Outline entries for images:
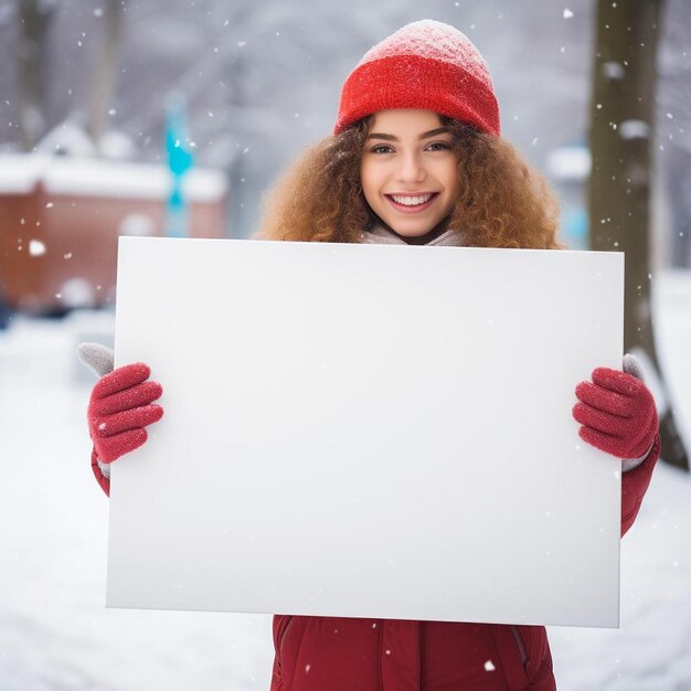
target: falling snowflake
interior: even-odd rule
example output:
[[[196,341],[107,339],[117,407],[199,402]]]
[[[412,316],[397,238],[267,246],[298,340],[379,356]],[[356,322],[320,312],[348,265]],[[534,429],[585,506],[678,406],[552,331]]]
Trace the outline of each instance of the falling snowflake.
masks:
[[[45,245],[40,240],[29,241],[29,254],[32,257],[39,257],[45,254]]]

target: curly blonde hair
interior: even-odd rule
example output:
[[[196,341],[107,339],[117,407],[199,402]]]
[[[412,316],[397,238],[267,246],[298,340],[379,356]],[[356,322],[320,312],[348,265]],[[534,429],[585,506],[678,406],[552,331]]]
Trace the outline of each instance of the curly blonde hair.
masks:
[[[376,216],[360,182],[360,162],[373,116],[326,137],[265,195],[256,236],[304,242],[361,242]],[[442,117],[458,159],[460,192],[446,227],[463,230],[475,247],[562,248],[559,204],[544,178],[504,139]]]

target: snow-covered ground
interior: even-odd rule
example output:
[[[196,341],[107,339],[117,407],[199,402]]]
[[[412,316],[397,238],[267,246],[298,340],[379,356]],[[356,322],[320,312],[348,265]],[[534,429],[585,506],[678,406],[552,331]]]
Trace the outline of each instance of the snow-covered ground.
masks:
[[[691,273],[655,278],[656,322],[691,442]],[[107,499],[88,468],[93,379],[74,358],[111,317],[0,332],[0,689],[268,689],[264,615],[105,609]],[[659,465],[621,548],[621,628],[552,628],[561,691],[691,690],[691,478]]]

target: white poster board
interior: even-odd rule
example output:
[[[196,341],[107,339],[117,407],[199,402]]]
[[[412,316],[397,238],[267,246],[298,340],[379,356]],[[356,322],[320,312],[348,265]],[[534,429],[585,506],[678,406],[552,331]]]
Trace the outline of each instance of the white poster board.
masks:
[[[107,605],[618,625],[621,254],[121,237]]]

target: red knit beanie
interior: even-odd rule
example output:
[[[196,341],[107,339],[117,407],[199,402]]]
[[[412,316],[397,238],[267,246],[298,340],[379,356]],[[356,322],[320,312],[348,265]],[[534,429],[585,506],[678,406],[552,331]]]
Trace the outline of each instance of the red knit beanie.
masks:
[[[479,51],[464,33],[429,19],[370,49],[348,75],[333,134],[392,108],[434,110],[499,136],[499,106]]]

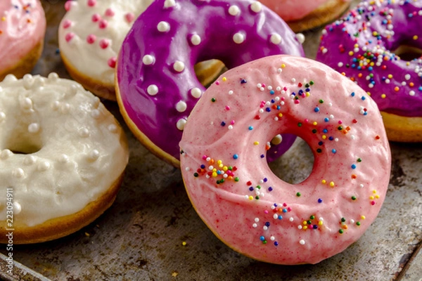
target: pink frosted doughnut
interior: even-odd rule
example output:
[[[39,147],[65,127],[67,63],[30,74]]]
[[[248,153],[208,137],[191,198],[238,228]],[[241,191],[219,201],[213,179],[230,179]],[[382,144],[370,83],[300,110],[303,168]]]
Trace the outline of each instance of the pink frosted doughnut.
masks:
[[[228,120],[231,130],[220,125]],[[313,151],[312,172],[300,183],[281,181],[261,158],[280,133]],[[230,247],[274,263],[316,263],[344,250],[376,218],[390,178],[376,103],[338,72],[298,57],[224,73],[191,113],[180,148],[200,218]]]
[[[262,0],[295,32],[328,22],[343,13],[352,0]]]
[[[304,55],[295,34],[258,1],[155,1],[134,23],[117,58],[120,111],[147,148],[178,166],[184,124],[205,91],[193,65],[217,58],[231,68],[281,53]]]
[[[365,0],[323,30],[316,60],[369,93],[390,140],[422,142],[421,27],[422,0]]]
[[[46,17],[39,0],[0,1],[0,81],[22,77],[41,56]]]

# [Written instruction]
Copy out each line word for word, please, skipping the images.

# [Response for this exercise]
target: falling snowflake
interior: even-odd rule
example output:
[[[196,341],[107,339],[117,407],[199,402]]]
[[[412,316],[397,238],[267,246],[298,340],[379,356]],[[356,322],[320,312],[348,265]],[[534,429],[585,506],[678,406],[552,331]]]
Trace the outline of each instance of the falling snowflake.
masks:
[[[45,245],[40,240],[29,241],[29,254],[32,257],[39,257],[45,254]]]

target: curly blonde hair
interior: even-odd rule
example output:
[[[196,341],[107,339],[117,407],[199,402]]]
[[[412,316],[397,238],[267,246],[298,340],[379,356]],[[356,322],[320,312],[348,265]],[[534,429],[585,506],[678,406],[552,331]]]
Trace the outline of each instance of the curly blonde hair.
masks:
[[[376,216],[360,182],[360,162],[373,116],[326,137],[265,195],[256,236],[304,242],[361,242]],[[442,117],[458,159],[460,192],[446,227],[463,230],[475,247],[562,248],[559,204],[544,178],[504,139]]]

target: snow-covered ground
interior: even-odd rule
example output:
[[[196,341],[107,339],[117,407],[199,402]]]
[[[412,316],[397,238],[267,246],[298,340],[379,356]],[[356,322],[320,312],[348,265]],[[534,429],[585,506],[678,406],[552,331]]]
Trace the outline of each instance of the snow-covered ground.
masks:
[[[691,273],[655,278],[656,322],[691,442]],[[107,499],[88,468],[93,379],[74,358],[111,317],[0,332],[0,689],[268,689],[264,615],[105,609]],[[659,465],[621,548],[621,628],[552,628],[561,691],[691,690],[691,478]]]

target: white poster board
interior: even-odd rule
example output:
[[[196,341],[107,339],[117,407],[199,402]]]
[[[412,316],[397,238],[267,246],[298,340],[379,356]],[[356,322],[320,312],[348,265]],[[534,429],[585,506],[678,406],[552,331]]]
Trace the outline of each instance of the white poster board.
masks:
[[[107,605],[618,625],[621,254],[121,237]]]

target: red knit beanie
interior: even-odd rule
example output:
[[[196,341],[107,339],[117,407],[199,402]]]
[[[412,316],[397,238],[267,246],[298,340],[379,356]],[[356,322],[320,312],[348,265]],[[534,429],[585,506],[678,406],[552,331]]]
Trace the outline of each instance of the red knit beanie.
masks:
[[[479,51],[464,33],[429,19],[370,49],[348,75],[333,134],[392,108],[434,110],[499,136],[499,106]]]

target: pink frosted doughnut
interior: even-odd rule
example output:
[[[39,147],[65,127],[67,63],[30,74]]]
[[[248,153],[208,137],[191,198],[238,228]],[[241,191],[219,201],[213,179],[230,179]],[[382,144],[370,83],[300,110],[303,168]]]
Trace the outline of each instance of the pink frosted doughnut.
masks:
[[[228,120],[231,130],[220,125]],[[313,151],[312,172],[300,183],[281,181],[261,158],[280,133]],[[230,247],[274,263],[316,263],[344,250],[376,218],[390,178],[376,103],[338,72],[298,57],[224,73],[191,113],[180,148],[200,218]]]
[[[262,0],[295,32],[328,22],[343,13],[352,0]]]
[[[304,55],[295,34],[258,1],[155,1],[134,23],[117,58],[120,111],[147,148],[178,166],[184,124],[205,91],[193,65],[217,58],[231,68],[281,53]]]
[[[365,0],[323,30],[316,60],[369,93],[390,140],[422,142],[421,27],[422,0]]]
[[[46,17],[39,0],[0,1],[0,81],[22,77],[41,56]]]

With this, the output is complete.